TASK TO CARRY OUT: Count the lines in the data below that contain the string "brush", matching case exactly. Reply with only that number.
* * *
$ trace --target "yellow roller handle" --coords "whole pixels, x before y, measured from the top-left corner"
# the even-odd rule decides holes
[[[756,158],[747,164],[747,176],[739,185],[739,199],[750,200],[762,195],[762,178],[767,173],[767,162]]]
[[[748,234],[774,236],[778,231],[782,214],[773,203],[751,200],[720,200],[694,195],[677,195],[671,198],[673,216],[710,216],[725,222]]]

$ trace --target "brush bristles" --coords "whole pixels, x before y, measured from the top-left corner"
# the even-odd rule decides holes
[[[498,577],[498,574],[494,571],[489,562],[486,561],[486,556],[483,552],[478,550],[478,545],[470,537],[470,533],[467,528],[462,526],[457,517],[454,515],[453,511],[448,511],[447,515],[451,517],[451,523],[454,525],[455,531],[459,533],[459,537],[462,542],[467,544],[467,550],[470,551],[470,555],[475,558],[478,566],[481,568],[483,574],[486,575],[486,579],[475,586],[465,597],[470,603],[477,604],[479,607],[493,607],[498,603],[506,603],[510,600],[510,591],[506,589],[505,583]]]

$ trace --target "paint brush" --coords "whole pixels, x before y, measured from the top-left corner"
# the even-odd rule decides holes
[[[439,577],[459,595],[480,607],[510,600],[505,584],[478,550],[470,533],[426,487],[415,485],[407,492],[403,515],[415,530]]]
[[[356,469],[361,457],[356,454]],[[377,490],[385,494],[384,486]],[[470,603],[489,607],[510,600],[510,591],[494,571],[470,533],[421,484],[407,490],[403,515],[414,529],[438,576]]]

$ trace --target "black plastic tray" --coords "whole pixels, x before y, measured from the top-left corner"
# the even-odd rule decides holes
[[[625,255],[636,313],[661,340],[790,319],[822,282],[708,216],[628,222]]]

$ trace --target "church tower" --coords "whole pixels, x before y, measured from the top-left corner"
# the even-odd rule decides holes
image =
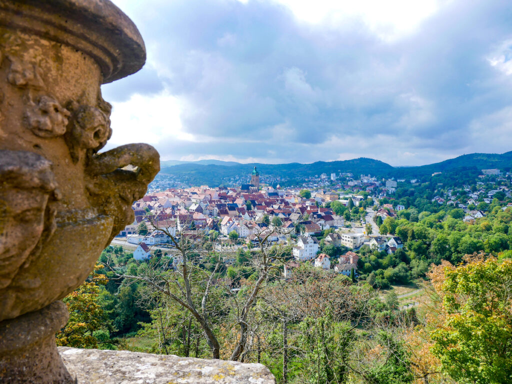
* * *
COMPLETE RESPONSE: 2